━━ Data for processing ━━

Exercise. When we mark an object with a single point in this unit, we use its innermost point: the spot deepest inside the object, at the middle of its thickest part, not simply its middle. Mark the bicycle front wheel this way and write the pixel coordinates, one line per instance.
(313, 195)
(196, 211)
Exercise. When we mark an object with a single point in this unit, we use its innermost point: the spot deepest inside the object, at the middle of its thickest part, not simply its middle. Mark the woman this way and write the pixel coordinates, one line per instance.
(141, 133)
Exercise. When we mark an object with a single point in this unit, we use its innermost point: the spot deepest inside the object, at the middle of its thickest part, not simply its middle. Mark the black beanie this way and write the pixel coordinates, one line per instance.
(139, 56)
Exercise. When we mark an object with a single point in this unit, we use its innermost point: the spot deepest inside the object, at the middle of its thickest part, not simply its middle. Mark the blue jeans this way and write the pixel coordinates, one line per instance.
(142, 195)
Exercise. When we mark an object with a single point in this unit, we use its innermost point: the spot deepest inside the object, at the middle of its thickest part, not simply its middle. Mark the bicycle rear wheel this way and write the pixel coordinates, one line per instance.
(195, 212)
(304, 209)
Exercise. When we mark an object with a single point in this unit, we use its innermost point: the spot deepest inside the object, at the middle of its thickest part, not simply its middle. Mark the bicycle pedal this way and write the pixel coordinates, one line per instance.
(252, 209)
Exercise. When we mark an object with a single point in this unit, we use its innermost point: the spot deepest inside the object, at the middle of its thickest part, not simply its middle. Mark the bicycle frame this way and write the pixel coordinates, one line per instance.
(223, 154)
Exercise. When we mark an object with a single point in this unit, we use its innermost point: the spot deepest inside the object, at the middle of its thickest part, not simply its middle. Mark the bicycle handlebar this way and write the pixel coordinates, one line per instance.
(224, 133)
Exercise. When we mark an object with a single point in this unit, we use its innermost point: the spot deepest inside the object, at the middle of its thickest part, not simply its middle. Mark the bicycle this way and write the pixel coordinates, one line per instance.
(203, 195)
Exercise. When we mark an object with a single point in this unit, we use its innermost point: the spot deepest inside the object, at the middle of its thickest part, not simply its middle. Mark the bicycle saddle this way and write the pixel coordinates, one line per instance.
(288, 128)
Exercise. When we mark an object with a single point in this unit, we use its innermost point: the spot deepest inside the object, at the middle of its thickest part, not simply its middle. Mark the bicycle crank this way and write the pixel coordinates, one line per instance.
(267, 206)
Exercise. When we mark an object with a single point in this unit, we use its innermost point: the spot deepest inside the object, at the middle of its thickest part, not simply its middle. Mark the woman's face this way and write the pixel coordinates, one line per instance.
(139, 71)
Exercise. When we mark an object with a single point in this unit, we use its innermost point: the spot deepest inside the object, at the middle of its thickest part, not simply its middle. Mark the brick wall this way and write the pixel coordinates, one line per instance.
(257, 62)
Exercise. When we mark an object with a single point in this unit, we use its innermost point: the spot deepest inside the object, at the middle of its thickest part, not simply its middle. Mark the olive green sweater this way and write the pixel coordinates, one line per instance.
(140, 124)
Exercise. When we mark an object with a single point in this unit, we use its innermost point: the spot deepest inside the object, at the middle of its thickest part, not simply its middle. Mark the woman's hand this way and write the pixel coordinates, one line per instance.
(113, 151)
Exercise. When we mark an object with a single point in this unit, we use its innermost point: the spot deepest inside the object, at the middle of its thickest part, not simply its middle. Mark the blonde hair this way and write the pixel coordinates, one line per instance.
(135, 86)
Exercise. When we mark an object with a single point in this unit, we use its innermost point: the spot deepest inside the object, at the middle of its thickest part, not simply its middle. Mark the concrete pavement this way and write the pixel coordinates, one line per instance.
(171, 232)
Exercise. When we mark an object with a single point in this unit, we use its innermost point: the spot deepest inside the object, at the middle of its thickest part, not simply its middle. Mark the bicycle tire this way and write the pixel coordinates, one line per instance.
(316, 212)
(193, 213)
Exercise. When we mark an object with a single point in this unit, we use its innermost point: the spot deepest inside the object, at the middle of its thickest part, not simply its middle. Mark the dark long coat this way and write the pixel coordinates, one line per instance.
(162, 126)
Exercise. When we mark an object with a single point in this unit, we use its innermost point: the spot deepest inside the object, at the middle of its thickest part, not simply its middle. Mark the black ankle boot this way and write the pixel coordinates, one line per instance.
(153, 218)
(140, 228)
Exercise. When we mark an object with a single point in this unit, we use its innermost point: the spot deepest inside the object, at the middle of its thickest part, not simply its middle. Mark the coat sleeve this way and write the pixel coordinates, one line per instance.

━━━

# Task requirements:
Go through the data and return every record exactly.

# Task response:
Exercise. When we mark an object with a single point in this unit, we use its innermost point: the spot deepest inside the object, at the middle of its thickest part, not simply its middle. Mark the bicycle front wheel this way and write the pixel coordinates, one line per instance.
(313, 195)
(196, 211)
Exercise. When we mark an object with a single point in this unit, we use its innermost point: the spot deepest inside the object, at the middle of its thickest part, not simply its middle. Mark the woman this way and write the pixel coordinates, one line per instance.
(141, 133)
Exercise. When we mark an object with a single point in this unit, we use its innermost point: the spot deepest inside the object, at the middle of its thickest part, not simply its middle. Mark the black beanie this way and write the pixel coordinates, one line per instance.
(139, 56)
Exercise. When we mark an object with a single point in this unit, we use its innermost point: the spot deepest inside the object, at the middle of its thickest part, not simply its middle. Mark the blue jeans this way and write the pixel coordinates, one line per instance.
(142, 195)
Exercise. When we mark an object with a single point in this unit, we use its innermost point: the spot deepest inside the object, at the middle of its thickest part, not simply its middle. Mark the bicycle rear wheel this way and write the pixel coordinates, one line per instance.
(195, 212)
(304, 209)
Exercise. When we mark an object with a single point in this unit, we use its innermost point: the spot deepest inside the object, at the middle of its thickest part, not simply its middle. Mark the bicycle pedal this way and write the pixel coordinates, one line per instance.
(252, 209)
Exercise. When we mark an object with a single point in this unit, we use its innermost point: the spot deepest inside the object, at the middle of its thickest part, not simply its middle. Mark the bicycle frame this way and write the pixel coordinates, one line per instance.
(223, 154)
Exercise. When we mark an object with a single point in this unit, we use its innermost point: the spot deepest inside the object, at the middle of its thickest part, not simply its middle. Mark the bicycle handlebar this way and write the pixel coordinates, one line per instance.
(224, 133)
Exercise. When we mark an object with a single point in this unit, we use its innermost point: the spot deepest inside the object, at the middle of its thickest part, not simply its middle. Mark the bicycle this way and write the pixel coordinates, one line per instance.
(203, 195)
Exercise. When we mark an object with a single point in this unit, we use its innermost point: the spot deepest inside the object, at the middle of its thickest part, not simply its middle. Mark the bicycle saddle this way and write the pixel coordinates, one line per instance.
(288, 128)
Exercise. When we mark an object with a single point in this unit, we use its innermost point: the spot deepest inside the object, at the middle of its thickest part, not simply its middle. Mark the bicycle crank this way and write the pixel coordinates, one line per instance.
(267, 206)
Exercise. When we mark an object with a single point in this unit, we use its innermost point: the spot deepest inside the object, at the middle of its thickest part, not simply its middle. Mark the woman's face this way and write the pixel coordinates, one line per instance.
(139, 71)
Exercise. When we mark an object with a single point in this unit, we use its innermost point: the spot deepest inside the object, at the middle of its thickest part, not simply its middle. Mark the brick wall this way and write the pixel coordinates, one line per instance.
(257, 62)
Exercise. When we mark an object with a single point in this unit, we use its innermost point: the spot deepest inside the object, at the middle of its thickest part, not simply its middle. Mark the olive green sweater this way and write the pixel coordinates, one line per instance.
(140, 124)
Exercise. When we mark an object with a single point in this unit, we use its innermost point: the spot deepest inside the object, at the middle of its thickest part, not simply its middle. Mark the woman's hand this way and write the pixel coordinates, one line per instance.
(113, 151)
Exercise. When we mark an object with a single point in this unit, we use its innermost point: the spot deepest inside the object, at the middle of its thickest part, not simply its middle. Mark the blonde hair this way and write the pixel coordinates, one line per instance.
(135, 86)
Exercise. When we mark an object with a single point in this unit, we use its innermost point: the spot deepest inside the object, at the middle of its thickest part, not simply its middle. Mark the concrete pavement this way and write the pixel coordinates, one line per instance.
(171, 232)
Exercise. When we mark an object with a single point in this unit, we use its innermost point: the spot deepest inside the object, at the middle of its thickest part, not simply its middle. Mark the bicycle tire this way and write the pixel coordinates, one line per instance.
(316, 212)
(193, 213)
Exercise. When we mark an object with a single point in this unit, we use its innermost point: the spot deepest inside the object, at the middle of its thickest part, not simply its middle. Mark the dark long coat this way and write the pixel coordinates, one line per instance.
(162, 126)
Exercise. When we mark an object with a single point in this unit, we use its innermost point: the spot deepest inside the object, at the middle of its thickest part, not simply its middle. Mark the black ankle boot this way and write the pixel coordinates, one line per instance.
(153, 218)
(140, 228)
Exercise. When we mark an object with a single point in this unit, we use its innermost point: the spot deepest inside the object, at the middle of its thickest part, not simply its middle. Mark the coat sleeve this way and write the pixel coordinates, one line per instance.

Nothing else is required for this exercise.